▶ [TASK TO CARRY OUT]:
With the pictures left out, every record must be reproduced exactly.

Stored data
○ ○ ○
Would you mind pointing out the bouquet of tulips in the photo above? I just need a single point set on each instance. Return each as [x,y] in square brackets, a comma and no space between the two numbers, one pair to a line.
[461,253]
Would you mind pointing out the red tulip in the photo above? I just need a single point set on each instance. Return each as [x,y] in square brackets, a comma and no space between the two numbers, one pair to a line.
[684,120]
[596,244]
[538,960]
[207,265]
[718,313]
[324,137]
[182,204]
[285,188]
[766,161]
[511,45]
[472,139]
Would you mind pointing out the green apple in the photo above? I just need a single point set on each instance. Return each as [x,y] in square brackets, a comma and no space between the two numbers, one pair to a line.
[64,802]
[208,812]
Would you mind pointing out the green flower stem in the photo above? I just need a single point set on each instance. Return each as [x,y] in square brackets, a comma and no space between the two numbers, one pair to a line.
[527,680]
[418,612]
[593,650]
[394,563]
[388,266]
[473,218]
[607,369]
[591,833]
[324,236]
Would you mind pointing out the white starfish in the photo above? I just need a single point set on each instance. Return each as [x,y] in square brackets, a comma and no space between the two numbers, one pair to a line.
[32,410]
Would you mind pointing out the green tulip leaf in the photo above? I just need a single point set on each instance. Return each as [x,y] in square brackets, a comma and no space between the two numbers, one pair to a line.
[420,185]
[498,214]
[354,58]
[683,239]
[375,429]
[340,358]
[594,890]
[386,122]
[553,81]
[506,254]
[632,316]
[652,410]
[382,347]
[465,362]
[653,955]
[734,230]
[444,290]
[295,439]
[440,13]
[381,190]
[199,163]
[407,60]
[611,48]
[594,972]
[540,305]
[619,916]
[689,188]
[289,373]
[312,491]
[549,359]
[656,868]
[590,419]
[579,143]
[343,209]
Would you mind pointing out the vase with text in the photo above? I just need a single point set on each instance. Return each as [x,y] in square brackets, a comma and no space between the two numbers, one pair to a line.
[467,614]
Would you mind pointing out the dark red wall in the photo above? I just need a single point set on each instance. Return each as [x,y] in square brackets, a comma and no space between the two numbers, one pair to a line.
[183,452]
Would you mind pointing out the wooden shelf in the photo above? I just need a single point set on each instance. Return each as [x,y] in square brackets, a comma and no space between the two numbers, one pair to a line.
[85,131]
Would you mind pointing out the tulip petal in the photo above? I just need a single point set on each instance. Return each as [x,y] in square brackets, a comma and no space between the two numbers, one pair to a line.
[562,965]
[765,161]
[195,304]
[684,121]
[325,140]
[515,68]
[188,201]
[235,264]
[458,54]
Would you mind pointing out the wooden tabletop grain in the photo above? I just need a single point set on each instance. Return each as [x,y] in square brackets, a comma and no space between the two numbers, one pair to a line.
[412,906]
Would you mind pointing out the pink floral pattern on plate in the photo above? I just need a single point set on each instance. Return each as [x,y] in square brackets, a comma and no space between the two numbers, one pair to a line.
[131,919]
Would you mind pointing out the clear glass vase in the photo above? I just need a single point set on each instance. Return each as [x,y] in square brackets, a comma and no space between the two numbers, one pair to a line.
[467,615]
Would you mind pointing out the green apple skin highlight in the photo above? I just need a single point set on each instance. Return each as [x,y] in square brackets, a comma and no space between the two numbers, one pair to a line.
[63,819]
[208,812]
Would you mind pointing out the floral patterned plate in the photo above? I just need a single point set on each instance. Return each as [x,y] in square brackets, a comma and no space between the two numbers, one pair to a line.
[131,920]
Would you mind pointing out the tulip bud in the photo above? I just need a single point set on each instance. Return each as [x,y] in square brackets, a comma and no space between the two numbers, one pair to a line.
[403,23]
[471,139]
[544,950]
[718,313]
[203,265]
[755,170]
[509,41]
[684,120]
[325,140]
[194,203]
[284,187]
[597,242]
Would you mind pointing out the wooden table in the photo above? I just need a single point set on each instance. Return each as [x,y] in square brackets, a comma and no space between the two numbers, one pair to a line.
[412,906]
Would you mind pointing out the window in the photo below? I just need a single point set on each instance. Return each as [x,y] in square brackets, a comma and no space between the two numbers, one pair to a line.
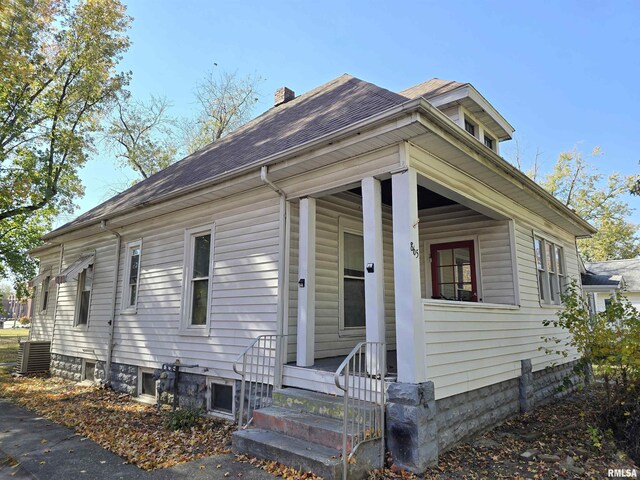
○ ○ ○
▶ [SOLUTION]:
Would you mind pointing out the bouquet of tulips in the photo above? I just need a single point set on each instance. Return each as [x,y] in square brackets, a comma and no space between the two numbers, one pair to a line.
[461,253]
Would you mind pointing out the red tulip in the photo above? I just need a single point set on each instance. Return each as [x,y] in square brackets, a comma and no space between the two numbers, one pair to a line.
[684,120]
[596,244]
[538,960]
[207,265]
[718,313]
[324,137]
[182,204]
[285,188]
[766,161]
[511,45]
[472,139]
Would you mind pointing out the green apple in the photo above? I just need a single point set on each instance. Return each as [x,y] in square brackets, a comma and no space between the two numbers, one pair to a line.
[64,802]
[208,812]
Would you mind pointing out the green flower stem in the photo above? I just need a single point set on each instance. Return each as [x,y] in square brackets, a comma and no space between the two numbers, one pair to a line.
[527,680]
[418,612]
[593,650]
[394,563]
[388,266]
[473,218]
[607,369]
[591,833]
[324,236]
Would you mind pointing out the white starfish in the photo above? I just need a single point set on each instance. Return each as [x,y] in square brackets, a comma and no space between the two numbers, one pair to a line.
[32,410]
Would you mind pointing out the green tulip leaf in the photo above? I just need a single point set on each instance. Return each as [x,y] in square brackets, a comma and no space between the two numbers, one pair to a line.
[420,185]
[498,214]
[354,58]
[683,239]
[375,429]
[340,358]
[594,890]
[386,122]
[553,81]
[506,254]
[632,316]
[652,410]
[382,347]
[465,362]
[653,955]
[734,230]
[444,290]
[295,439]
[440,13]
[381,190]
[199,163]
[407,60]
[611,48]
[594,972]
[540,305]
[619,916]
[689,188]
[289,373]
[312,491]
[549,359]
[656,868]
[590,419]
[579,143]
[343,209]
Would you mind pointing out the vase with text in the photo above? I just need a single point set on each instance. Return each as [x,y] in square brackets, a comma and no space between the two numbers, one pair to a line.
[467,614]
Would you mind pointing out the dark red wall in the photo above? I just need a single point set on each instance. Return each as [x,y] in square brackets, a comma and no space between the two numbers, one pair to a line.
[183,452]
Would you mind pointing out the wooden shelf in the photo above? I just need a single point set on each instance. Return each as [x,y] in square brackets, a comma and no space between the two numbers, one pair to a line.
[85,131]
Would you mind pointing out the tulip petal in the photo above? I just need a single point set on each instance. Return each as [x,y] in square brackets, a comma and no space between the two numbers, one pair to a line.
[562,965]
[765,161]
[195,304]
[684,121]
[325,140]
[515,68]
[188,201]
[235,264]
[458,54]
Would you mind pointing out the wooden tabletop grain in the photo above? I just need a single point set on each instance. Return each as [x,y] in square brackets, a comma and no space between the two numbers, one pair to a line.
[412,906]
Would you mind pointing out the pink floral pattern on plate in the photo above? I just need a single point set on each instance. Return each as [x,y] in square brackets, a comma and no space between the two numbers, one pair to a line.
[131,919]
Would you mind pointing out the clear glass vase in the photo above? I just need a single point set on each instance. Return each as [x,y] in square brackets, a comma and no space between the two numbers, one pair to a line.
[467,615]
Would you mind pointing out the green apple skin highlight in the photo above? I just need a single point set on each instance. Return each as [x,y] in square brackets, a comma and no space between the two numbers, one pair to a line.
[63,819]
[208,812]
Would you mind pointing out the floral patterned plate in the photo above? I just need a single point set on each instance. Return each as [x,y] in square brackets, a comma and no space between the two numbers, one pair to a line.
[131,920]
Would you mind pointing out the tulip bud in the photo above? I just need a single point set on each instance. Return each as [x,y] in square brackets, a comma and no space between the two numbers, one pair to a line.
[403,23]
[471,139]
[544,950]
[718,313]
[203,265]
[755,170]
[509,41]
[684,120]
[325,140]
[194,203]
[284,187]
[597,242]
Would you mind pointing out the wooden table in the photo above? I just need a single point set on each instance. Return each as [x,y] in square brackets, a comma and no space between the two numbers, one pair to a line.
[412,906]
Would you mind pointing out the window in the photo below? I just need a single point set on each instance. Return each as [x,y] in square brackets, a comma and no space between the two numbers, one pair to a line.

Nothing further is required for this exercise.